▶ **Supplied passage**
--- start ---

It's only /ef/, sorry  (Well, some people pronounce it /ev/ even in isolation. I do at least)
Standard Modern Greek has no diphthongs :/


----------



## Angelo di fuoco

Arthur Fomalhaut said:


> Languages are always studied with the latest extant pronunciation; which student of German worries about some old German pronunciation? It is stupid.



As a matter of fact, if your subject is Mittelhochdeutsch or Althochdeutsch, you do worry about correct (better said: reconstructed) pronunciation.

Latin is a separate case: there are several standards: reconstructed Classical pronunciation and various national standards, influenced by the pronunciation of their own language. There are also at least two singing standards: "ce, ci = tse, tsi" (the "German" way) and "ce, ci = che, chi" (ch like in English or Spanish), the "Italian" way.

--- end ---

Dataset items:
--- start ---

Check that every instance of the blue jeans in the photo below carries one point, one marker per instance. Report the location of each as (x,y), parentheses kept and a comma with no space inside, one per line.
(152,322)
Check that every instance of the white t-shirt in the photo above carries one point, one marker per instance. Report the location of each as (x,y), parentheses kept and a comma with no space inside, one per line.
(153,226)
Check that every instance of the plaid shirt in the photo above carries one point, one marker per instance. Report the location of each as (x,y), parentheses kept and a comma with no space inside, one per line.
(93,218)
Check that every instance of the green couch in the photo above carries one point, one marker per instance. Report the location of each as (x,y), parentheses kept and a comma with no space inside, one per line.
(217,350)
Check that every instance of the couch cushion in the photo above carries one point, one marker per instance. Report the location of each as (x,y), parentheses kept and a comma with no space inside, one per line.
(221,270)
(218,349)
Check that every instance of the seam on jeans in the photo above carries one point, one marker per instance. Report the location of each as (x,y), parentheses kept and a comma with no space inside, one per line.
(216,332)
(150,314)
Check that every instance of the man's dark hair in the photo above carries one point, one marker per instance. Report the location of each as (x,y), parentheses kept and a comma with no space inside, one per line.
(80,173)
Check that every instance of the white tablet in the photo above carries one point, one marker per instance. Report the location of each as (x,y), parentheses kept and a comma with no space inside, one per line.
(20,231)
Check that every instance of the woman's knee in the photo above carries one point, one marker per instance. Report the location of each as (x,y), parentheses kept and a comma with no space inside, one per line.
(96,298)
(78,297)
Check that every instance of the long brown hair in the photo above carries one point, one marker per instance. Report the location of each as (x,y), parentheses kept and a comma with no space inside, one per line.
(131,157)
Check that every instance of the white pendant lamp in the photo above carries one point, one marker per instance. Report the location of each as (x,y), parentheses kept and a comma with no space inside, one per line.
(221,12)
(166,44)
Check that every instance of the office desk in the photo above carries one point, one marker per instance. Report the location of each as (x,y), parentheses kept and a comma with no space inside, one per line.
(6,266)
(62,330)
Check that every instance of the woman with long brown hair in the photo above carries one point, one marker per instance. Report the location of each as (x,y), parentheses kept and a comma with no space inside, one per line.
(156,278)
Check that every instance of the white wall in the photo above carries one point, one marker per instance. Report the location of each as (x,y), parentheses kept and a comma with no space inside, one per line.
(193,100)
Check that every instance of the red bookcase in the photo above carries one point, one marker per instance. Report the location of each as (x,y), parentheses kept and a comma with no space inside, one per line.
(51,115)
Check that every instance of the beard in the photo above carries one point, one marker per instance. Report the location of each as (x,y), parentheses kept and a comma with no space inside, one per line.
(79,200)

--- end ---
--- start ---

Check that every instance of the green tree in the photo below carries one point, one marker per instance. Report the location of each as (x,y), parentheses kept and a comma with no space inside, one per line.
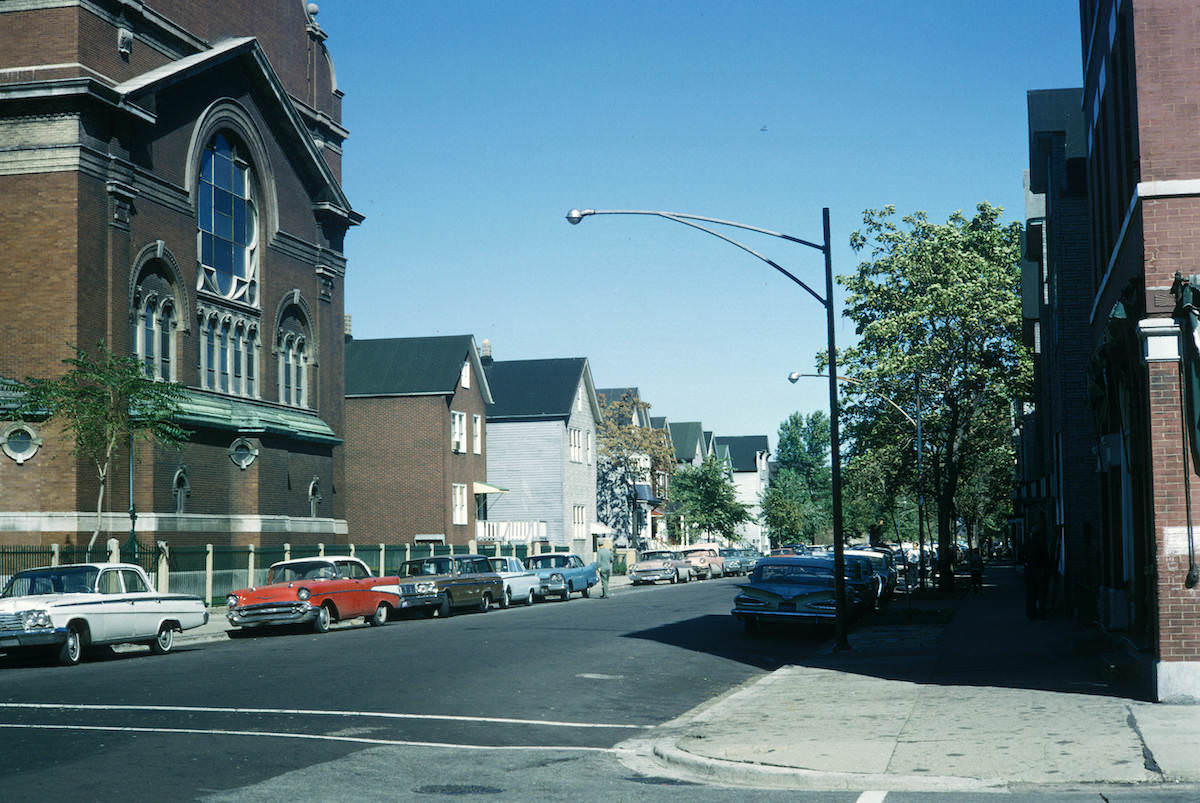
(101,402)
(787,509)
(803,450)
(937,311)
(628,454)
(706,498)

--- end ---

▶ **Problems to solve**
a - Quote the pronunciation thread word for word, beginning at the words "Standard Modern Greek" and stopping after "It is stupid.".
b - Write what comes next in the pronunciation thread, picking up right after its last sentence.
The data above is separate material, unrelated to the pronunciation thread.

▶ **Solved tasks**
a -
Standard Modern Greek has no diphthongs :/


----------



## Angelo di fuoco

Arthur Fomalhaut said:


> Languages are always studied with the latest extant pronunciation; which student of German worries about some old German pronunciation? It is stupid.

b -
The same goes for Greek. Even with Classical Greek you have the problem of the various stages like Preclassical, Classical or Hellenistic Greek, and besides that, various dialects. So you can really do almost anything you like, provided your system is consequent and coherent. The modern traditional pronunciation of Ancient Greek is mostly a compromiss between Ancient and Modern Greek with elements of national pronunciation habits.

At this moment I'm shaping my own way to pronounce Ancient Greek... it's fluid and in motion.


----------



## Αγγελος

"actually nobody does long vowels in Latin"
Are you sure? I don't see why Czechs or Hungarians, who have distinctions of length in their own language in all syllables (or just the stressed ones) wouldn't do it! To us, of course, who lack such distinctions in our mother tongues, it seems like an exercise in futility...
Hungarian friends tell me that Hungarian poetry does rely on distinctions of quantity. IF (and that's a big if) using a reconstructed pronunciation could make ancient poetry sound less like prose to us moderns, that would be a big advantage.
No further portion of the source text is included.